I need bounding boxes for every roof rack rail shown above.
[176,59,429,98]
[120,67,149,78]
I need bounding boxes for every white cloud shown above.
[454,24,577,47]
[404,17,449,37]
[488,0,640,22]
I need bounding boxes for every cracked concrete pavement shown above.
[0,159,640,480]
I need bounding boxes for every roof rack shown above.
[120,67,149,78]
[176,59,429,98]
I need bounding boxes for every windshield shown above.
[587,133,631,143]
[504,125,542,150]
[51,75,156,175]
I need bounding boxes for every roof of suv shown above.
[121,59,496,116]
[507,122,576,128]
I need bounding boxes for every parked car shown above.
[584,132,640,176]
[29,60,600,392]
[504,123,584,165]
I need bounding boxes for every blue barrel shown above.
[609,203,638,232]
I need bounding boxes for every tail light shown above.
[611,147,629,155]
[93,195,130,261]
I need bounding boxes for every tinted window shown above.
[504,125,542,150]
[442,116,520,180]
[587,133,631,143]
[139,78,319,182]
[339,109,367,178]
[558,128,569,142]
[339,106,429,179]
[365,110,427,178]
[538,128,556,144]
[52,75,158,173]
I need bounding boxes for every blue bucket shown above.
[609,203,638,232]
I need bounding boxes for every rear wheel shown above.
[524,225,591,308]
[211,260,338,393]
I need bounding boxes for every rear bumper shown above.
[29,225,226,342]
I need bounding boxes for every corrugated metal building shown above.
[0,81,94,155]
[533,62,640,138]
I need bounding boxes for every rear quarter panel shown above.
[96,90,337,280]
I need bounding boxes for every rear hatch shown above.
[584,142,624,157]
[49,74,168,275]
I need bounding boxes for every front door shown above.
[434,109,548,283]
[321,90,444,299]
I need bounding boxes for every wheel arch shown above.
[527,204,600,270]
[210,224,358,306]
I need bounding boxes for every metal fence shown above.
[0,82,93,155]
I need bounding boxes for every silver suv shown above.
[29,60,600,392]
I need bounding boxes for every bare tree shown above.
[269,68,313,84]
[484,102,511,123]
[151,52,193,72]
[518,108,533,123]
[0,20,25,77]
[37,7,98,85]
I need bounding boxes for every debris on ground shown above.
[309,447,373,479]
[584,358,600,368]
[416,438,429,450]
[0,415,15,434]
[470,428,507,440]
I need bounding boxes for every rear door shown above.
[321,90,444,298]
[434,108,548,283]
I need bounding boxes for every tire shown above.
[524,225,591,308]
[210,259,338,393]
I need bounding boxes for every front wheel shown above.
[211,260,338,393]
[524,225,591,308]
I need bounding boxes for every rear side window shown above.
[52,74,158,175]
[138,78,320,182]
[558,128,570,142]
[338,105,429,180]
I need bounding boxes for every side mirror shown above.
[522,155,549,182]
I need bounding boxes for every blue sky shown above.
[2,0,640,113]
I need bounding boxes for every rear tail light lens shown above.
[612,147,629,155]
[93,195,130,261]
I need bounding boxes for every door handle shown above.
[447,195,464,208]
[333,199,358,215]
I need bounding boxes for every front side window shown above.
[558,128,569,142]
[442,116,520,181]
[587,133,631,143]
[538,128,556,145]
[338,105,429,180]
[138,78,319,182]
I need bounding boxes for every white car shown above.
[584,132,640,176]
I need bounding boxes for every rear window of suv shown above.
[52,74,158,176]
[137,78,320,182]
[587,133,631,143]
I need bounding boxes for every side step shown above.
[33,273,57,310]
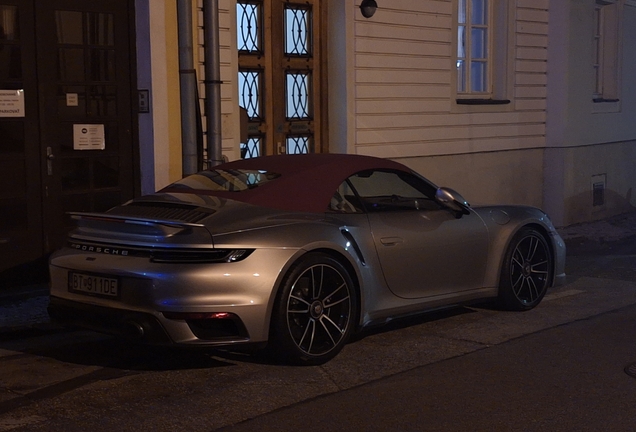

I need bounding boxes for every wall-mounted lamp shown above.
[360,0,378,18]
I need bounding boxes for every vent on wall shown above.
[592,174,607,207]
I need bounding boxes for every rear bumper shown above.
[48,296,253,347]
[47,296,174,345]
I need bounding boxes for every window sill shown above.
[592,98,621,114]
[455,99,510,105]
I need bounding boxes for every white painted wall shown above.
[544,0,636,225]
[353,0,548,158]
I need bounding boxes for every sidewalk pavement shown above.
[0,211,636,337]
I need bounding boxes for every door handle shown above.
[380,237,404,246]
[46,147,55,175]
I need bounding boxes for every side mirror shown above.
[435,187,470,218]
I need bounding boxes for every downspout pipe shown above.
[203,0,223,167]
[177,0,202,177]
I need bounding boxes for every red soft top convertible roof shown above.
[161,154,411,213]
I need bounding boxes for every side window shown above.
[329,181,364,213]
[348,171,440,212]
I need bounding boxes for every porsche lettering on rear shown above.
[49,154,565,364]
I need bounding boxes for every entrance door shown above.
[236,0,327,158]
[36,0,134,250]
[0,0,138,270]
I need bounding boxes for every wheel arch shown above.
[265,246,364,340]
[495,222,556,287]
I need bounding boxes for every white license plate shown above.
[68,272,119,298]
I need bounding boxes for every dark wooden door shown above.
[0,0,43,270]
[36,0,135,250]
[0,0,139,271]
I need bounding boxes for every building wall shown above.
[544,0,636,225]
[195,0,240,160]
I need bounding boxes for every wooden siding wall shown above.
[195,0,239,160]
[354,0,549,158]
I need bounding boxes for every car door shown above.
[349,170,488,298]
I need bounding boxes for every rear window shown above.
[169,169,280,192]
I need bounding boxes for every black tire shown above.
[268,253,358,365]
[499,228,554,310]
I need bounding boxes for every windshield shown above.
[169,169,280,192]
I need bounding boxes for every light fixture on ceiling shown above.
[360,0,378,18]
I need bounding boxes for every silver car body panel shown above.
[50,157,565,346]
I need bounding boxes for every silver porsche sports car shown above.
[49,154,565,364]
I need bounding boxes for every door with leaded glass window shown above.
[236,0,326,158]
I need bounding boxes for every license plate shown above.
[68,272,119,298]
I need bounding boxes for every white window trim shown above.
[451,0,516,112]
[592,0,624,113]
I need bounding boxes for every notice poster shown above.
[73,124,106,150]
[0,90,24,117]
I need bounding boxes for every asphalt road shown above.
[0,233,636,432]
[221,306,636,432]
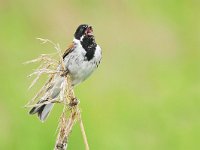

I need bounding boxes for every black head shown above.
[74,24,93,40]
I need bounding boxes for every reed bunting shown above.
[29,24,102,121]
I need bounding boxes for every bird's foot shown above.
[69,97,80,107]
[60,70,69,77]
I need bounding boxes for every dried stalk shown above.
[54,75,89,150]
[25,38,89,150]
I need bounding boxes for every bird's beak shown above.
[85,26,93,36]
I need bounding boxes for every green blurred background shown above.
[0,0,200,150]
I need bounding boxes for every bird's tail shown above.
[29,76,64,122]
[29,100,54,122]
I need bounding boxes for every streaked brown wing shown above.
[63,43,74,59]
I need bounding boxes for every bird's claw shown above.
[69,97,80,107]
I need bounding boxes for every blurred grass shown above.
[0,0,200,150]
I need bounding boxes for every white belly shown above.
[64,46,101,85]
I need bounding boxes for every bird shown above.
[29,24,102,122]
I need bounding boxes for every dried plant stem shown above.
[54,75,89,150]
[79,114,90,150]
[25,38,89,150]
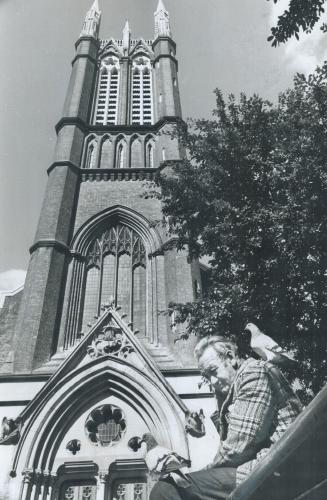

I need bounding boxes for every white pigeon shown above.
[129,433,191,488]
[244,323,296,366]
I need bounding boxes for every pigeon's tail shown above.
[168,470,192,488]
[161,453,191,473]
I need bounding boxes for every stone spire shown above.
[123,20,131,55]
[154,0,171,38]
[80,0,101,38]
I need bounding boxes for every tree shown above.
[268,0,327,47]
[156,63,327,400]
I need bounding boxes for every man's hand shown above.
[185,410,206,438]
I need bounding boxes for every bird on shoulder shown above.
[243,323,297,368]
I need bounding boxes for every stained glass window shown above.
[83,224,146,336]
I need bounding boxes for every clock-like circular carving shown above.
[85,405,126,446]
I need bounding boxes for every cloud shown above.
[0,269,26,292]
[269,0,327,75]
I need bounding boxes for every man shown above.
[150,336,301,500]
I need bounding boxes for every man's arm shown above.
[209,365,276,467]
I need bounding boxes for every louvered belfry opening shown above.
[83,224,146,336]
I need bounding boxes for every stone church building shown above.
[0,0,217,500]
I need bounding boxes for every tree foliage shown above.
[157,63,327,394]
[268,0,327,47]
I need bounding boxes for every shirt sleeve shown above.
[209,366,276,467]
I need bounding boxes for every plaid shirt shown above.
[211,358,302,484]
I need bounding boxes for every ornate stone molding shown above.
[87,321,134,359]
[81,168,156,182]
[0,417,21,445]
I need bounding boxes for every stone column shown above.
[96,471,108,500]
[21,470,34,500]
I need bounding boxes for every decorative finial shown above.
[80,0,101,38]
[154,0,171,38]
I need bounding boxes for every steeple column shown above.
[153,37,182,119]
[14,2,100,372]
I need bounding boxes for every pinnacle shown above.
[157,0,167,12]
[91,0,100,12]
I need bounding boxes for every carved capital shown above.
[99,470,108,483]
[23,469,35,484]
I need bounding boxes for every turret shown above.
[154,0,171,38]
[152,0,182,119]
[123,20,131,55]
[80,0,101,38]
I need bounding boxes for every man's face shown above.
[198,346,236,396]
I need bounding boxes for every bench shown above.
[228,386,327,500]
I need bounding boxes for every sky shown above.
[0,0,327,291]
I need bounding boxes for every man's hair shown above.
[194,335,238,360]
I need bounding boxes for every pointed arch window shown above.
[85,142,96,168]
[147,143,154,168]
[83,224,146,336]
[94,56,120,125]
[131,57,153,125]
[116,142,126,168]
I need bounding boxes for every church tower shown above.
[0,0,215,500]
[13,0,200,372]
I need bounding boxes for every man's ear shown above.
[226,350,238,370]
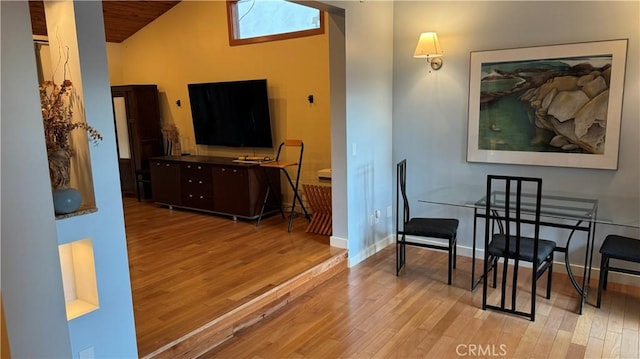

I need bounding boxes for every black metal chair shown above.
[596,234,640,308]
[256,139,311,232]
[396,159,458,285]
[482,175,556,321]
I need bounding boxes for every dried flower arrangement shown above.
[40,74,102,189]
[40,80,102,157]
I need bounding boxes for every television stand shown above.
[150,156,280,220]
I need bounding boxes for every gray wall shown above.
[0,1,137,358]
[325,1,393,266]
[393,1,640,263]
[0,1,71,358]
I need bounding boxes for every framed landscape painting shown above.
[467,39,628,169]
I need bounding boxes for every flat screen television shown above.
[187,79,273,148]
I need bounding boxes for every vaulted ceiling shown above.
[29,0,180,43]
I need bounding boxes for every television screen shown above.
[188,79,273,148]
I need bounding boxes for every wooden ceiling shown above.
[29,0,180,43]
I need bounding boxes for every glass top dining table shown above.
[418,185,640,228]
[418,185,640,313]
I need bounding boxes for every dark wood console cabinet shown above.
[150,156,280,219]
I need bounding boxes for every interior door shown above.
[113,95,136,194]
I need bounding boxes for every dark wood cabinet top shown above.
[149,156,259,167]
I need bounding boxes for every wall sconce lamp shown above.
[413,32,442,70]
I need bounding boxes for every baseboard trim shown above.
[143,251,347,359]
[329,236,347,249]
[349,235,395,268]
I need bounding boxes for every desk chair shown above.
[396,159,458,285]
[482,175,556,322]
[256,140,311,232]
[596,234,640,308]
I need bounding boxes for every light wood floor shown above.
[203,246,640,359]
[123,198,339,357]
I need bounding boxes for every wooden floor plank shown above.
[202,246,638,359]
[123,197,339,357]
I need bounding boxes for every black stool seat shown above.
[596,234,640,308]
[403,218,458,239]
[489,234,556,263]
[600,234,640,263]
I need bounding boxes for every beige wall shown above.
[107,1,331,184]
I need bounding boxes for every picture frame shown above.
[467,39,628,170]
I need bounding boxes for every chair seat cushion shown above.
[404,217,458,239]
[600,234,640,263]
[488,234,556,263]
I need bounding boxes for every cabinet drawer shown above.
[181,163,212,179]
[149,161,181,205]
[213,166,251,217]
[182,188,213,210]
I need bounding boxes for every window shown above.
[227,0,324,46]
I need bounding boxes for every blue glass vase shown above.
[53,187,82,214]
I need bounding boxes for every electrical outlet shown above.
[78,347,96,359]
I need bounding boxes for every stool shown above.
[136,168,151,202]
[302,184,332,236]
[256,140,311,232]
[596,234,640,308]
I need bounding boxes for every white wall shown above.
[325,1,394,266]
[393,1,640,263]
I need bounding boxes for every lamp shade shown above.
[413,32,442,59]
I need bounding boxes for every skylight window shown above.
[227,0,324,45]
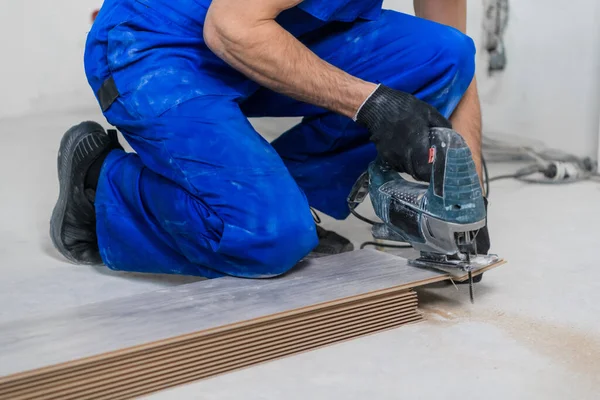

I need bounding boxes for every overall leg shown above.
[77,1,317,278]
[243,11,475,219]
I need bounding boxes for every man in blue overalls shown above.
[51,0,489,278]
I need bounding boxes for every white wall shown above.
[0,0,600,157]
[0,0,102,117]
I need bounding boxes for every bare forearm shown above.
[414,0,482,177]
[204,0,376,117]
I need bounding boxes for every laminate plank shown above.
[42,315,422,400]
[21,308,417,400]
[5,298,417,400]
[0,249,447,378]
[0,290,417,395]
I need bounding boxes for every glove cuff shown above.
[354,84,411,132]
[352,83,381,122]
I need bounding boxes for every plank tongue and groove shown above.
[0,250,502,399]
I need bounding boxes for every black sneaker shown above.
[306,209,354,258]
[50,121,122,265]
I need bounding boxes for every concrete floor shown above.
[0,109,600,400]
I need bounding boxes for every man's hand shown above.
[204,0,376,117]
[356,85,452,182]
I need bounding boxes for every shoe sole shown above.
[50,122,106,265]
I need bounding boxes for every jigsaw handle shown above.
[429,128,477,197]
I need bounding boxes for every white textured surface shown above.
[0,108,600,400]
[0,249,444,376]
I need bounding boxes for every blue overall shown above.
[85,0,475,278]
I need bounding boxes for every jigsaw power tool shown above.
[348,128,498,301]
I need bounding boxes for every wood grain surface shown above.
[0,250,503,400]
[0,250,446,376]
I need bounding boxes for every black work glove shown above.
[356,85,452,182]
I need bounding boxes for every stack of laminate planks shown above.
[0,250,506,400]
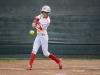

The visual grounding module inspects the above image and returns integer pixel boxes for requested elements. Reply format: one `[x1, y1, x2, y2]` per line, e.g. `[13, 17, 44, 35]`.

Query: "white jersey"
[36, 14, 50, 34]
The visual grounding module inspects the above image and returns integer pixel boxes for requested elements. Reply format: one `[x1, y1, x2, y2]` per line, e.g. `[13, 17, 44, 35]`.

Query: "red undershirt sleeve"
[33, 18, 39, 23]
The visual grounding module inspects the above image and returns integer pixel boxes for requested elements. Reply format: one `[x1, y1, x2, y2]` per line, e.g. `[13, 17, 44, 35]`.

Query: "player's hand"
[32, 23, 36, 28]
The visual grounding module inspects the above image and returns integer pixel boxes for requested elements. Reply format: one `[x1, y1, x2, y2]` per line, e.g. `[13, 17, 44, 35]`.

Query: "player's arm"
[32, 18, 39, 28]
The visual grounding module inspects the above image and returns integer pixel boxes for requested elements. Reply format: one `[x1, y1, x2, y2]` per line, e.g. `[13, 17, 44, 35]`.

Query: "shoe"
[58, 58, 62, 69]
[26, 65, 32, 70]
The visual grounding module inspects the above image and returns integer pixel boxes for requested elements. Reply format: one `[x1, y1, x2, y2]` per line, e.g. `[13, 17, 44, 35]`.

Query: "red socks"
[49, 53, 59, 63]
[29, 53, 36, 67]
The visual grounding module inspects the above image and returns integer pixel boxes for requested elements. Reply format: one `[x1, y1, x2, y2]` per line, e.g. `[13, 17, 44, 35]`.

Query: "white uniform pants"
[32, 34, 50, 57]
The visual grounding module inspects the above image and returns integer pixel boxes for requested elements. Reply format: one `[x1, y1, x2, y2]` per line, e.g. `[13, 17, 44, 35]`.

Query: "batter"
[27, 5, 62, 70]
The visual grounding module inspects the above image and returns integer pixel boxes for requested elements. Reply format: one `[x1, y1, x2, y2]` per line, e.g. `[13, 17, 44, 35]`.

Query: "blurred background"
[0, 0, 100, 58]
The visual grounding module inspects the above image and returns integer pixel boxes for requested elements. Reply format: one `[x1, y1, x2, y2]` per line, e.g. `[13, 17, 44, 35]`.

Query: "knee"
[44, 52, 50, 57]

====

WHAT YOU NEED TO DO:
Copy the lines above word for word, from the line containing "I need bounding boxes for every streaked" through the line containing "[243,323,297,368]", leaving out any pictures.

FULL RESPONSE:
I need bounding boxes for every streaked brown wing shown above.
[63,43,74,59]
I need bounding boxes for every bird's claw shown above.
[69,97,80,107]
I need bounding boxes for every blurred grass shown above.
[0,0,200,150]
I need bounding boxes for every white belly shown above.
[64,46,101,85]
I need bounding boxes for every bird shown above.
[29,24,102,122]
I need bounding boxes for every dried plant stem shown above.
[54,75,89,150]
[79,114,90,150]
[25,38,89,150]

I need bounding boxes for every white pigeon shown above.
[129,433,191,488]
[244,323,296,366]
I need bounding boxes for every pigeon's tail shown above.
[168,470,192,488]
[161,453,191,473]
I need bounding boxes for every stone spire shown above.
[123,20,131,55]
[154,0,171,38]
[80,0,101,38]
I need bounding boxes for every tree shown above.
[268,0,327,47]
[156,63,327,400]
I need bounding boxes for every man's hand shown above.
[185,410,206,438]
I need bounding boxes for every bird on shoulder shown above.
[243,323,297,368]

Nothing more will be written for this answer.